## GIVEN RECORDS
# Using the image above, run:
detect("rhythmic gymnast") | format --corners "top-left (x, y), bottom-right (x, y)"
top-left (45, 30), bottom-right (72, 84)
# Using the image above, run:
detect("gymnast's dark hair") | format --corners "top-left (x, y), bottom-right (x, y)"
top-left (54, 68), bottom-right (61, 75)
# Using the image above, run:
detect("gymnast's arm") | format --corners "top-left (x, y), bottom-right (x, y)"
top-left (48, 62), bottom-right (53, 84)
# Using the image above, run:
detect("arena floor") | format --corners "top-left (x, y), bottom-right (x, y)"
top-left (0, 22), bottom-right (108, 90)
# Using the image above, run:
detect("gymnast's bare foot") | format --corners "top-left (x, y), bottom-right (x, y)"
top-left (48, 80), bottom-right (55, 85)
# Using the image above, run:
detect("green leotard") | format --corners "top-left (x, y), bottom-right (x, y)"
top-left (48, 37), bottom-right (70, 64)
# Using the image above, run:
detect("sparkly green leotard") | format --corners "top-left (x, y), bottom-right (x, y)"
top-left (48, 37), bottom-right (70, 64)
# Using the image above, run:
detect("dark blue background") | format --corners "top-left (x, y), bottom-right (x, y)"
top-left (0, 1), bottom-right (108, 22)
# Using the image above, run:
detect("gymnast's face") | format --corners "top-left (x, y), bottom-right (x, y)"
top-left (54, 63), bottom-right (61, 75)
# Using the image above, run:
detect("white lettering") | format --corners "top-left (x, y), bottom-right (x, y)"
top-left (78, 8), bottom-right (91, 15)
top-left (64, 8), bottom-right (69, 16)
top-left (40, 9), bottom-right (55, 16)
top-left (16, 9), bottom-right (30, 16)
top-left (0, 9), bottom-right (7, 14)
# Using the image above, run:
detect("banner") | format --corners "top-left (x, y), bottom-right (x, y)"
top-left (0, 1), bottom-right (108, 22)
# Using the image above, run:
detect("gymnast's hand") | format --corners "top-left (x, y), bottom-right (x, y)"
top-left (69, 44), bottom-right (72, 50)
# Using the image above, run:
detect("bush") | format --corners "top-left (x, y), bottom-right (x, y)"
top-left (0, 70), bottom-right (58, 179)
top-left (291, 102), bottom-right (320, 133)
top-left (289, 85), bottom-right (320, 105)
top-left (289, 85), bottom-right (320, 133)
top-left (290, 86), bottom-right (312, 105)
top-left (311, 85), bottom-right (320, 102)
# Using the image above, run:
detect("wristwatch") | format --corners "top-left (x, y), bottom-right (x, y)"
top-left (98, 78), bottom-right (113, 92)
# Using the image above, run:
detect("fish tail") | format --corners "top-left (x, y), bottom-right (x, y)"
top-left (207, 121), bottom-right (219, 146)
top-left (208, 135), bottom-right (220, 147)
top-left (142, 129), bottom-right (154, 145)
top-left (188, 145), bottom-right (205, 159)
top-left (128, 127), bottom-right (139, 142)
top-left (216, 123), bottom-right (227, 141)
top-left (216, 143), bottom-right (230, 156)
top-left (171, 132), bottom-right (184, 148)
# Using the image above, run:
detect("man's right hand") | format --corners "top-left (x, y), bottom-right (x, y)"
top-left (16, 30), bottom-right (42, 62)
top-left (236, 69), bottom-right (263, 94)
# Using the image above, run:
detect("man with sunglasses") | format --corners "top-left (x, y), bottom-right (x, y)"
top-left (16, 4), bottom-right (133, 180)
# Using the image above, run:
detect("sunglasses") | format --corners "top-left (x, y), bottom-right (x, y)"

## WHAT YOU WILL DO
Return the whole listing as it stands. Nothing may be altered.

## OUTPUT OF THE TASK
# Using the image above, run:
detect("rhythmic gymnast") | format --corners "top-left (x, y), bottom-right (x, y)"
top-left (45, 30), bottom-right (72, 84)
# Using the image above, run:
detect("gymnast's dark hair") | format --corners "top-left (x, y), bottom-right (x, y)"
top-left (54, 68), bottom-right (61, 75)
# Using the image above, run:
detect("gymnast's arm") | format --corners "top-left (x, y), bottom-right (x, y)"
top-left (48, 62), bottom-right (53, 84)
# Using the image above, run:
detect("arena floor") | format --corners "top-left (x, y), bottom-right (x, y)"
top-left (0, 22), bottom-right (108, 90)
# Using the image above, run:
detect("gymnast's bare foot") | format --corners "top-left (x, y), bottom-right (x, y)"
top-left (48, 80), bottom-right (55, 85)
# Using the image above, run:
detect("green leotard") | format --corners "top-left (x, y), bottom-right (x, y)"
top-left (48, 37), bottom-right (70, 64)
# Using the image above, run:
detect("sparkly green leotard") | format --corners "top-left (x, y), bottom-right (x, y)"
top-left (48, 37), bottom-right (70, 64)
# Using the image above, run:
detect("dark blue background") | format --corners "top-left (x, y), bottom-right (x, y)"
top-left (0, 1), bottom-right (108, 22)
# Using the image above, run:
detect("gymnast's face") | format --corners "top-left (x, y), bottom-right (x, y)"
top-left (54, 63), bottom-right (61, 75)
# Using the image above, run:
detect("white lettering") | format --corners "top-left (x, y), bottom-right (x, y)"
top-left (78, 8), bottom-right (91, 15)
top-left (64, 8), bottom-right (69, 16)
top-left (40, 9), bottom-right (55, 16)
top-left (16, 9), bottom-right (30, 16)
top-left (0, 9), bottom-right (7, 14)
# Using the image above, run:
detect("banner") | format --corners "top-left (x, y), bottom-right (x, y)"
top-left (0, 1), bottom-right (108, 22)
# Using the image above, run:
detect("gymnast's hand") | format --corners "top-left (x, y), bottom-right (x, y)"
top-left (69, 44), bottom-right (72, 50)
# Using the image above, run:
detect("bush") | format --corners "top-left (x, y), bottom-right (x, y)"
top-left (0, 70), bottom-right (58, 179)
top-left (291, 102), bottom-right (320, 133)
top-left (289, 85), bottom-right (320, 105)
top-left (289, 85), bottom-right (320, 133)
top-left (290, 86), bottom-right (312, 105)
top-left (311, 85), bottom-right (320, 102)
# Using the image above, run:
detect("wristwatch") | format --corners "top-left (x, y), bottom-right (x, y)"
top-left (98, 78), bottom-right (113, 92)
# Using the image above, run:
detect("fish tail") | format --corners "top-left (x, y), bottom-right (x, y)"
top-left (207, 121), bottom-right (219, 146)
top-left (208, 135), bottom-right (220, 147)
top-left (142, 129), bottom-right (154, 145)
top-left (188, 145), bottom-right (205, 159)
top-left (128, 127), bottom-right (139, 142)
top-left (216, 123), bottom-right (227, 141)
top-left (216, 143), bottom-right (230, 156)
top-left (171, 132), bottom-right (184, 148)
# Using the image above, run:
detect("man's right hand") | format --corners "top-left (x, y), bottom-right (x, y)"
top-left (16, 30), bottom-right (42, 62)
top-left (236, 69), bottom-right (263, 94)
# Using the image above, run:
detect("man with sunglasses") | format --corners "top-left (x, y), bottom-right (x, y)"
top-left (16, 4), bottom-right (133, 180)
# Using the image above, run:
detect("sunglasses") | format --corners "top-left (x, y), bottom-right (x, y)"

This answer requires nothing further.